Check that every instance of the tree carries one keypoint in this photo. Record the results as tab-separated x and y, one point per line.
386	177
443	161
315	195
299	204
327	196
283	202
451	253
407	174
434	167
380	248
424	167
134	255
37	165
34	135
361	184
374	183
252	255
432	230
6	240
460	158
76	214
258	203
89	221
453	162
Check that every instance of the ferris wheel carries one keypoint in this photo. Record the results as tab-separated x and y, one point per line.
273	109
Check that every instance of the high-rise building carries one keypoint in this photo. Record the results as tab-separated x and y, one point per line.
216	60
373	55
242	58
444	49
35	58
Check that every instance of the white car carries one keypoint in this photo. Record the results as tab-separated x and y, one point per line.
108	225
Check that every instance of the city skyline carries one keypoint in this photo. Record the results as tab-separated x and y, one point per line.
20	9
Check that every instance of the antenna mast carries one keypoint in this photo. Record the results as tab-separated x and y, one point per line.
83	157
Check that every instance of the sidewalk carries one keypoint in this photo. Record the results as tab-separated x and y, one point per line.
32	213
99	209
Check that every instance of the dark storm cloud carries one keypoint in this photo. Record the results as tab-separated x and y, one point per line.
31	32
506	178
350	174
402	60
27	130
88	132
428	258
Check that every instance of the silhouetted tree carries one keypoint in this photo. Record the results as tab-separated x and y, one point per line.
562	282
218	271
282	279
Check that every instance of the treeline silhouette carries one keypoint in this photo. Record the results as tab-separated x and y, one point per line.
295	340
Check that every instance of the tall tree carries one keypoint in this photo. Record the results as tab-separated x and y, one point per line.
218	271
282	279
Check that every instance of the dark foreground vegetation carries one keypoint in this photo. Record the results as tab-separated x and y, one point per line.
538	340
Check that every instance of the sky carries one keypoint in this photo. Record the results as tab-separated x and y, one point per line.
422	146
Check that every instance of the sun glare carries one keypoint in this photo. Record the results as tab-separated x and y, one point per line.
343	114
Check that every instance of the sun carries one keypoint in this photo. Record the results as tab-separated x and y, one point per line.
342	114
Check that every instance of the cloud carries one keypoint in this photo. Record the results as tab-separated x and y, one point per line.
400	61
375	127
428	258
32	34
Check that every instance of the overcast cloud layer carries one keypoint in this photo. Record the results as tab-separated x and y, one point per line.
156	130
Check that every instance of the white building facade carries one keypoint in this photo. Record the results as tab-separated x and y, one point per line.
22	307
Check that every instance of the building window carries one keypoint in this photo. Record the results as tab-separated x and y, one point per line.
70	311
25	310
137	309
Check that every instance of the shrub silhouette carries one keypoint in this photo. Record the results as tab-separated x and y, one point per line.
◆ ◆ ◆ ◆
• _WORK TO COMPLETE_
Give back all of the records exactly as they were provided above.

• _WORKED SOLUTION_
Check that every instance of the tree carries one keypoint in this photo. Record the results as tab-separated x and y, one point per line.
386	177
443	161
315	195
299	204
327	196
283	202
451	253
407	174
434	167
380	248
424	167
134	255
37	165
34	135
361	184
374	183
252	255
432	230
6	240
460	158
76	214
258	203
89	221
453	162
Check that every instance of the ferris wheel carries one keypoint in this photo. Record the results as tab-separated x and y, one point per line.
273	109
Check that every instance of the high-rise building carries one keypoint in this photo. Record the results as tab-separated x and y, one point per line.
216	60
373	55
242	58
444	49
35	58
Check that every instance of the white car carries one keypoint in this photo. Record the results as tab-separated x and y, one point per line.
108	225
Check that every instance of the city skyline carries one keypoint in this photo. Record the results as tab-separated x and y, one point per line.
20	9
Check that every instance of the antenna mast carries one keypoint in this photo. Record the results as tab-separated x and y, one point per line.
83	157
Check that every instance of the sidewalk carries one keypoint in this photo. Record the results as tab-separated x and y, one point per line.
32	213
99	209
Check that every instance of the dark storm cloud carries one keypoint in this photo. Record the results as tab-separated x and y, one point per line.
31	32
506	178
350	174
402	60
27	130
88	132
428	258
Check that every instance of the silhouetted tree carries one keypoint in this photo. Record the results as tab-separated x and y, one point per line.
562	282
218	271
282	279
Check that every instance of the treeline silhouette carries one keypoint in this photo. Record the results as tab-separated x and y, one point per line.
295	340
Check that every instance of the tall tree carries one keypoint in this photo. Record the results as tab-separated x and y, one point per line.
218	271
282	279
Check that every instance of the dark foreground vegetation carries one keypoint in this photo. Record the results as tab-separated x and y, one point per line.
538	340
Check that every instance of the sky carries one keypoint in this photo. Record the results as tab-separated x and y, one point per line.
422	146
Check that every instance of the sun glare carries one keypoint in this photo. Record the results as tab-separated x and y, one point per line.
343	114
Check that every instance of the sun carries one keypoint in this photo. Record the results as tab-separated x and y, one point per line.
342	114
Check that every instance of the cloud carries one keypoint in this photo. Record the results as tab-separated x and y, one point per line.
400	61
375	127
428	258
32	34
Check that every instance of the overcast cloud layer carries one keypoint in this photo. Record the results as tab-separated x and y, one point per line.
156	130
Check that every instance of the white building facade carries one keypoint in this photo. Record the results as tab-separated x and y, one point per line.
22	307
Check that every instance of the building window carries one keypoint in this photo. Record the results as tab-separated x and y, one point per line.
70	311
25	310
137	309
Check that every instance of the shrub silhouette carries one keypoint in this photo. Record the results as tab-separated x and y, one point per line.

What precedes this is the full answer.